Every record that follows must be duplicated exactly, with images left out.

*** Block opens ***

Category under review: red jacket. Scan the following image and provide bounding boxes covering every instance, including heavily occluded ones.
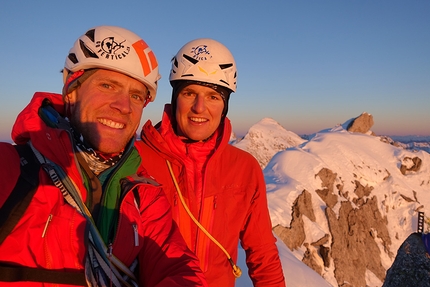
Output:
[0,93,207,287]
[136,105,286,287]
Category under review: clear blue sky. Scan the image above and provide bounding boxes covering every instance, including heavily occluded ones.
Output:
[1,0,429,142]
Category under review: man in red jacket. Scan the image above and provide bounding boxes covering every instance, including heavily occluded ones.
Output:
[136,38,286,287]
[0,26,207,286]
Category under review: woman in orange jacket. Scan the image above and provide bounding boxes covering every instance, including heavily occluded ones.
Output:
[136,38,286,287]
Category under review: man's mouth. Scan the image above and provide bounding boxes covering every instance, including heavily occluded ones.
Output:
[98,118,125,129]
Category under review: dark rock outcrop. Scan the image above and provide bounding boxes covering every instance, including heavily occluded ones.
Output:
[327,197,390,286]
[274,167,393,285]
[347,112,374,134]
[273,190,314,251]
[382,233,430,287]
[400,156,422,175]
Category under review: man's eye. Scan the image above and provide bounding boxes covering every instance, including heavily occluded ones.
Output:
[101,83,111,89]
[131,94,144,101]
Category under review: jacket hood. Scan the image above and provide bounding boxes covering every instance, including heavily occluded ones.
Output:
[11,92,79,178]
[141,104,233,162]
[160,103,232,146]
[12,92,66,145]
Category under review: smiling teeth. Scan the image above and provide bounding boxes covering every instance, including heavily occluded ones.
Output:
[190,117,207,123]
[99,118,124,129]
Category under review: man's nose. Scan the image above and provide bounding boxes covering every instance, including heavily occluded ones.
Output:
[111,93,132,114]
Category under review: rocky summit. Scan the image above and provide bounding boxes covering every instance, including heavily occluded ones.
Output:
[233,112,430,287]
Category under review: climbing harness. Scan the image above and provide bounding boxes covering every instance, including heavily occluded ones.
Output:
[29,141,138,287]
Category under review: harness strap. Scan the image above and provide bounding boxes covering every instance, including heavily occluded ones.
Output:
[29,142,138,287]
[0,144,40,245]
[0,144,87,285]
[0,263,86,285]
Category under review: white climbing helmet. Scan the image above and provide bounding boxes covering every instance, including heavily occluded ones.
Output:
[169,38,237,93]
[64,25,160,100]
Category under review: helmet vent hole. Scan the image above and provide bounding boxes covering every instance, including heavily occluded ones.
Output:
[79,40,98,59]
[172,57,179,68]
[68,53,78,64]
[219,63,233,70]
[183,54,198,64]
[220,79,229,86]
[84,29,96,43]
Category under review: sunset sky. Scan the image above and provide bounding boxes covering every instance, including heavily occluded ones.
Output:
[1,0,429,142]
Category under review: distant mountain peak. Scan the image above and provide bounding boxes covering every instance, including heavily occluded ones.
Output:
[232,117,306,169]
[344,111,375,135]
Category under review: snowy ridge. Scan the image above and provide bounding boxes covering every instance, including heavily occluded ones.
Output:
[232,117,430,287]
[232,118,306,169]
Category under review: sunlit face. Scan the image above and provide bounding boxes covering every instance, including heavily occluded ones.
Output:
[175,84,224,141]
[66,69,149,153]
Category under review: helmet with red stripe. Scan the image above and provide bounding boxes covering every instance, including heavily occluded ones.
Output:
[64,25,160,100]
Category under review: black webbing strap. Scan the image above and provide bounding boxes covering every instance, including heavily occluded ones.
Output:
[0,263,87,285]
[0,144,40,245]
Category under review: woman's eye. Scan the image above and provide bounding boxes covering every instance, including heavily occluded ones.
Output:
[180,92,195,98]
[210,94,223,101]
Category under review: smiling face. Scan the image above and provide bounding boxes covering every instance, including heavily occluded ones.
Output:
[65,69,149,153]
[175,84,225,141]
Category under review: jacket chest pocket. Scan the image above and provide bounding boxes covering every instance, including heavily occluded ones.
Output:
[43,196,88,268]
[112,220,142,266]
[216,186,250,231]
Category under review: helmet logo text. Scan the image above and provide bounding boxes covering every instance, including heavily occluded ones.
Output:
[191,45,212,61]
[96,37,131,60]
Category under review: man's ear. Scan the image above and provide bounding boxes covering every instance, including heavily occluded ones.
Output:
[62,68,69,84]
[64,89,78,105]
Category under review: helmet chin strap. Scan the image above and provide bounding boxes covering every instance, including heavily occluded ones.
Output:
[62,69,84,96]
[62,69,99,96]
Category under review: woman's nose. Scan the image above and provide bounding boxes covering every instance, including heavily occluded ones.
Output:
[191,95,206,113]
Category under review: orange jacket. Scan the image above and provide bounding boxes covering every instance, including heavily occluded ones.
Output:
[136,105,286,287]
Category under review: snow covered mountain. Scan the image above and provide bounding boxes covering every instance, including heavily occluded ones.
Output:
[232,113,430,287]
[232,118,306,169]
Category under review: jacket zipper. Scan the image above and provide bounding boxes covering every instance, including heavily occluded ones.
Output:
[213,195,217,209]
[42,214,53,238]
[100,145,135,245]
[133,224,139,247]
[111,182,143,261]
[108,242,113,257]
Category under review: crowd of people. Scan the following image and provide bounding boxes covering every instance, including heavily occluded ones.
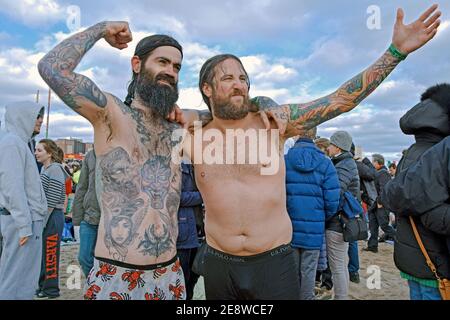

*** Block closes ***

> _Output for this exercise_:
Category under review: red jacket. Scan the following image and provide bounding boxes covering every instance, including heavily occluded ones.
Output:
[0,93,207,287]
[136,105,286,287]
Category under review: clear blue sky. Scan the image above and provide bounding boxes covering every instance, including heavily occluded ones.
Output:
[1,0,429,142]
Category under review: man in red jacket. Scan the image above and provide bounding boxes covering every instance, including heavily occluded ones.
Output:
[136,38,286,287]
[0,26,207,286]
Category under review: woman in orange jacket. Scan the image above and provide bounding boxes covering every instance, including heavily occluded ones.
Output:
[136,38,286,287]
Category under review: man's mouth. Scan the image above and provide bounding boxes covering every instance, including heavily occluded ones.
Output:
[98,118,125,129]
Category under review: dark rock outcrop. Scan the image above and provide bounding boxes covering every instance, including heavily occluded ones.
Output:
[327,197,390,286]
[274,167,393,285]
[347,112,374,134]
[273,190,314,251]
[382,233,430,287]
[400,156,422,175]
Category under review: man's eye. Scan the image above and provide bounding boxes covering every instance, including heavily occluded ones.
Output:
[101,83,111,89]
[131,94,144,101]
Category under review: jacket hood. Scan the image above and provide bounding boxes covering every instance, including heavily occluded ones.
Output:
[11,92,79,178]
[141,104,233,162]
[160,103,232,146]
[12,92,66,145]
Category under review: smiling teeth. Scan the image above and provide bounding boxes covering every instance, including heavily occluded ones.
Output:
[190,117,207,123]
[99,118,124,129]
Category under review: man's nose. Scan the image above and provide bounding boxes covering every instance, including heavily occluded ones.
Output:
[111,93,132,114]
Category under review: rocky summit. Scan the image above and provide bounding boxes covering every instance, including heavily occluded ones.
Output:
[233,112,430,287]
Category under review: climbing harness. Scan the image above and provide bounding boxes covering every instance, including heavily occluded ones.
Output:
[29,141,138,287]
Category under review: harness strap. Scan the image above and provide bounding boxes covering every instance, including heavily occluded ones.
Output:
[29,142,138,287]
[0,144,40,245]
[0,144,87,285]
[0,263,86,285]
Category under review: white climbing helmet. Scan the image above and provide bounding boxes covering every instance, including heavily occluded ones.
Output:
[169,38,237,93]
[64,25,160,100]
Category under review: helmet vent hole. Scan the image above and provide bounding boxes covering every instance, including heavily occluded ones.
Output:
[79,40,98,59]
[172,57,179,68]
[68,53,78,64]
[219,63,233,70]
[183,54,198,64]
[220,79,229,86]
[84,29,96,43]
Category under review: sunset sky. Scan the image above and provide bounding boxes covering every instance, including heavily occluded ones.
Output:
[1,0,429,142]
Category under review: distant mountain peak. Scan the image above and provide bounding boxes covering every instance, including heavily occluded ones.
Output:
[232,117,306,169]
[344,111,375,135]
Category under review: snowy ridge. Scan the image above and provide bounding boxes covering every instance, including heavily occluded ones.
Output:
[232,117,430,287]
[232,118,306,169]
Category under review: sunlit face. Scan the image above and provide bounding boxes covering every instance, including heavily occluded ones.
Output:
[175,84,224,141]
[66,69,149,153]
Category under review: helmet with red stripe. Scan the image above and provide bounding boxes covering every instance, including heavily occluded ones.
Output:
[64,25,160,100]
Category under review: black webbing strap. Scan the image above and provide bounding boxes covering every instance, including heavily occluded ones.
Output:
[0,263,87,285]
[0,144,40,245]
Category under review: woman's eye. Scan the image above and provide bounding boxes covering every instance, including heavily occluded ones.
Output:
[180,92,195,98]
[210,94,223,101]
Category under review: smiling face. Scan the image above and provide bounding boxes covering every instance, including heavily occluded ones.
Output:
[65,69,149,153]
[175,84,225,141]
Category under review: jacket chest pocket. Scan the image above and provide bounding boxes covering every instance, including heavily occluded ones.
Output:
[43,196,88,268]
[112,220,142,266]
[216,186,250,231]
Category under review: helmet logo text. Scan the image above and provide bounding boxes covering every instance, including heavily occluded ones.
Output:
[191,45,212,61]
[96,37,131,60]
Category under review: man's ear. Scan the image above and provide bounding boxes covering every instance, including heavily occluded ones.
Output:
[62,68,69,84]
[64,89,78,105]
Category under review: helmet chin strap. Scan the image above and provide bounding boxes covering every instance, including heavily occluded ones.
Output:
[62,69,84,96]
[62,69,99,96]
Category under review: woman's nose. Scan the image above and provide bounding boxes covering every instance, including heavily occluded ones.
Output:
[191,95,206,113]
Category under review: orange jacket. Scan the image above and provide bounding boxes covering every instance, including heavily occluded ones.
Output:
[136,105,286,287]
Category under review: snow covered mountain. Scan the image above and provide bounding boxes covering every instance, including heavily occluded ones.
Output:
[232,113,430,287]
[232,118,306,169]
Category under review: jacket zipper. Scan the image above and provide bounding boxes covering every instance, including heavily occluded ones.
Output:
[213,195,217,209]
[42,214,53,238]
[100,145,135,245]
[133,224,139,247]
[111,182,143,261]
[108,242,113,257]
Category under review: crowd of people. Scan the following image and provide bounding boxes covering every instance, including heavily occluded ones.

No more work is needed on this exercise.